• _Job A_: In the excerpt on the ST-EOF-based empirical model, what method was usually applied to sample the posterior probability density functions?

##### Selected excerpt

The improvement in the simulation and prediction of the JNG model’s behavior when comparing the ST-EOF-based empirical model with the one based on the usual spatial EOFs is striking (see especially Fig. 6 versus Fig. 4, as well as Fig. 8). Still, both the simulation during the training interval, 0 ≤ *t* ≤ 4000 yr, and the prediction for *t* > 4000 yr is only approximate, and several ways of improving the ANN model’s skill need to be considered.

These ways should include an optimization of the dimension *d* of the subspace in which the empirical model is developed (see, e.g., the two bottom panels of Fig. 4) along with the number *m* of delays taken into account in Eq. (7) and the maximum lag *T* considered in computing the ST-EOFs. Clearly, these parameters of the empirical model depend on the characteristic times and the complexity of the dynamics that we wish to simulate and predict; hence, no general recipes can be prescribed.

Another important ingredient for the practical application of the method proposed herein is the evaluation of its skill in predicting critical transitions. In previous papers (Molkov et al. 2011; Feigin et al. 2002), we proposed to calculate the probability of occurrence of a certain dynamical regime at a certain time in the future. The probability of the regime that actually occurs at some future time can be used as a measure of skill in predicting this regime. This probability can be estimated by a statistical analysis of the posterior distribution of the empirical model’s parameters, as done in Eq. (7) of Part I; usually, we applied a Markov chain Monte Carlo (MCMC) method for sampling such posterior probability density functions (PDFs).

##########
##### Supplied entries

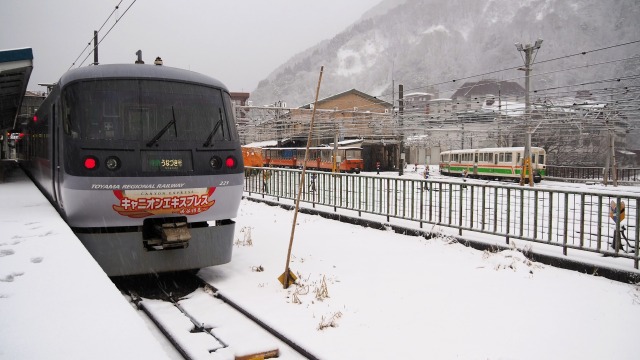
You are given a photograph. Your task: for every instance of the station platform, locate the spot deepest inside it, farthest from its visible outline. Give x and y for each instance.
(55, 301)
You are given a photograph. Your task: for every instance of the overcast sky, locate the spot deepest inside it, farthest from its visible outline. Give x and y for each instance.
(237, 42)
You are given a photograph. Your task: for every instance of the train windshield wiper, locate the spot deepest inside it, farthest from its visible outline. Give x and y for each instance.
(219, 124)
(164, 129)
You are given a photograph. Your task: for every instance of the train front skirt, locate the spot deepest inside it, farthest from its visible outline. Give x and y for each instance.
(127, 253)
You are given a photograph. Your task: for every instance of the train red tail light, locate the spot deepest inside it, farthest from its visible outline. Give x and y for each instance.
(230, 162)
(112, 163)
(215, 162)
(90, 162)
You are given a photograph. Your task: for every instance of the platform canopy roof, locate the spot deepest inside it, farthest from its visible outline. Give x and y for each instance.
(15, 70)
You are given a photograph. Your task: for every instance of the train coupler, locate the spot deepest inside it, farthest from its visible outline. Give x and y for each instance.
(164, 235)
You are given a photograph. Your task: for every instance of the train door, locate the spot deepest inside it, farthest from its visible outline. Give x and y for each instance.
(56, 150)
(475, 164)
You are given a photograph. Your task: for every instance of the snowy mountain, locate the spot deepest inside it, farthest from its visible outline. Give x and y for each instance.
(419, 43)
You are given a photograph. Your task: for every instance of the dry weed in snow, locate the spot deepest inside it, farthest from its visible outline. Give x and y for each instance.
(322, 292)
(247, 241)
(510, 259)
(331, 322)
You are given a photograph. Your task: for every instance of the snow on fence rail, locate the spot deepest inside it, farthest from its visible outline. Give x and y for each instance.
(571, 219)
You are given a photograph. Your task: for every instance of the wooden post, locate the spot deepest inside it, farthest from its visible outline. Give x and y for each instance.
(288, 276)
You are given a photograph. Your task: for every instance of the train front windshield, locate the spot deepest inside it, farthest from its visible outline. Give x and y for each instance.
(147, 110)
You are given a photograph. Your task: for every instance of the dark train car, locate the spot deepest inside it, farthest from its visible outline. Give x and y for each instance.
(143, 162)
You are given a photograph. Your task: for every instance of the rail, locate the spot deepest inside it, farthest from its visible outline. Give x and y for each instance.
(592, 173)
(570, 219)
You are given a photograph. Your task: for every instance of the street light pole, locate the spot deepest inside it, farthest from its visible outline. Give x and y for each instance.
(528, 50)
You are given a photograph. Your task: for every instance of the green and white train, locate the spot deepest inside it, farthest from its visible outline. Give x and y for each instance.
(492, 163)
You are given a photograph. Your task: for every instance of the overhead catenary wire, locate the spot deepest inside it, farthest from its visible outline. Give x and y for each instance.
(108, 31)
(91, 39)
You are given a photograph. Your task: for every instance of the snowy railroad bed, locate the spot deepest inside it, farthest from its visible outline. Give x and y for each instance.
(366, 293)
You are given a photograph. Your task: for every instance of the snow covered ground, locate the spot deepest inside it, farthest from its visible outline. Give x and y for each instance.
(362, 293)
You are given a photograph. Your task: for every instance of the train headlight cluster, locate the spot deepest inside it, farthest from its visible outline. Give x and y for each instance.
(231, 162)
(112, 163)
(216, 162)
(90, 162)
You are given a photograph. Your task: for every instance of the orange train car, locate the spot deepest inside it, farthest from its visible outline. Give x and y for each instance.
(348, 158)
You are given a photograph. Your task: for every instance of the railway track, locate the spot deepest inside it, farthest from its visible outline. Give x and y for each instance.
(201, 323)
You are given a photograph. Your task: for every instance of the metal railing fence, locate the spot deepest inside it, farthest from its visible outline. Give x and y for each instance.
(592, 173)
(569, 219)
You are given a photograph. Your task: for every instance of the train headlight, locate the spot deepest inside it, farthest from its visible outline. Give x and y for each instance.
(231, 162)
(90, 162)
(215, 162)
(112, 163)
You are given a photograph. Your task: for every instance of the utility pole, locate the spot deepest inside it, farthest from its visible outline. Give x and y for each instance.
(401, 114)
(95, 47)
(528, 50)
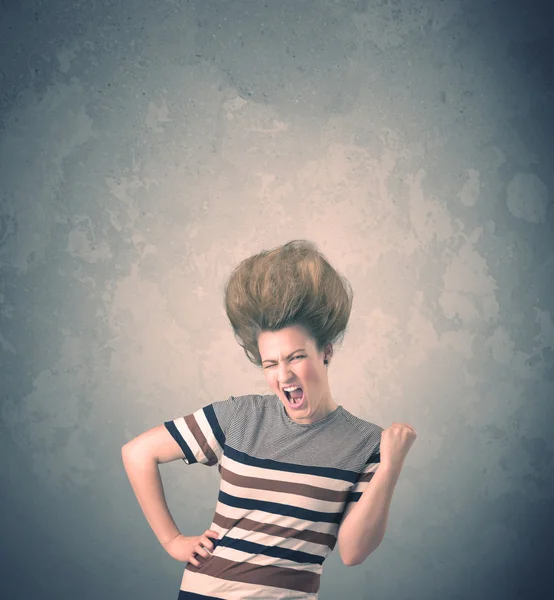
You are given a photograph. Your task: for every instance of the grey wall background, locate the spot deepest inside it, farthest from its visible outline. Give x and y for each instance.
(147, 148)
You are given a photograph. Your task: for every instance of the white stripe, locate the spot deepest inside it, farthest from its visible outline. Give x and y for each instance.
(260, 516)
(327, 483)
(289, 499)
(236, 590)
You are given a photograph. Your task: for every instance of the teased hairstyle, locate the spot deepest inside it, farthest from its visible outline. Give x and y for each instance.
(289, 285)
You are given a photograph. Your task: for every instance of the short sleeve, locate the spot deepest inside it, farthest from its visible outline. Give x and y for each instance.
(369, 469)
(201, 434)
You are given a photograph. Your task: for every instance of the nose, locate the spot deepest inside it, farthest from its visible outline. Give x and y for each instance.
(284, 373)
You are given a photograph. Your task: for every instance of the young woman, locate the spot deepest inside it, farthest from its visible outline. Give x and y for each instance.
(299, 473)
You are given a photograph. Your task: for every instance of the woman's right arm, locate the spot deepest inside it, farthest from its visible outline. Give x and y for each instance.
(141, 457)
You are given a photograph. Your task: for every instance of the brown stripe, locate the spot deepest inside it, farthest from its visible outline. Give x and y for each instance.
(276, 485)
(243, 572)
(366, 477)
(199, 436)
(315, 537)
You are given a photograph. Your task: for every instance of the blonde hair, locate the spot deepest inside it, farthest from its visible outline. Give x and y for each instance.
(288, 285)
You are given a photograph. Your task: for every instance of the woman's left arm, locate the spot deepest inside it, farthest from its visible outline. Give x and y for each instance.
(364, 524)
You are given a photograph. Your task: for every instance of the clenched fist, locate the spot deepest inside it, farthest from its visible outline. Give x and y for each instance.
(396, 441)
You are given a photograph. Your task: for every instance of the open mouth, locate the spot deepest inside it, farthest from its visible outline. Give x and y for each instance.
(294, 402)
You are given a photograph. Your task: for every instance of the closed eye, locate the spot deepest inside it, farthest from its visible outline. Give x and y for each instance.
(298, 356)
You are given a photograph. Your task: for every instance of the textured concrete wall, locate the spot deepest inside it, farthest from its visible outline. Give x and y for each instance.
(147, 147)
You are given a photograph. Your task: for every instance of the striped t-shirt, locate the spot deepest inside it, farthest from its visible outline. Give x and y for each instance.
(283, 492)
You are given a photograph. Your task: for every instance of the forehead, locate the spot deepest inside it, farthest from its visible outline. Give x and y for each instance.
(285, 340)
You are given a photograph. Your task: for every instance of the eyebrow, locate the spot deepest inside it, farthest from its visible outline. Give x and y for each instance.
(273, 360)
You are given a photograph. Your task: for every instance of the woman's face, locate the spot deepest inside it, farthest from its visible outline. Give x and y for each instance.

##########

• _Job B_: How many lines of the entries contain the word "front"? Reply with the number alone.

• _Expected output A_: A Markov chain Monte Carlo (MCMC) method.

• _Expected output B_: 2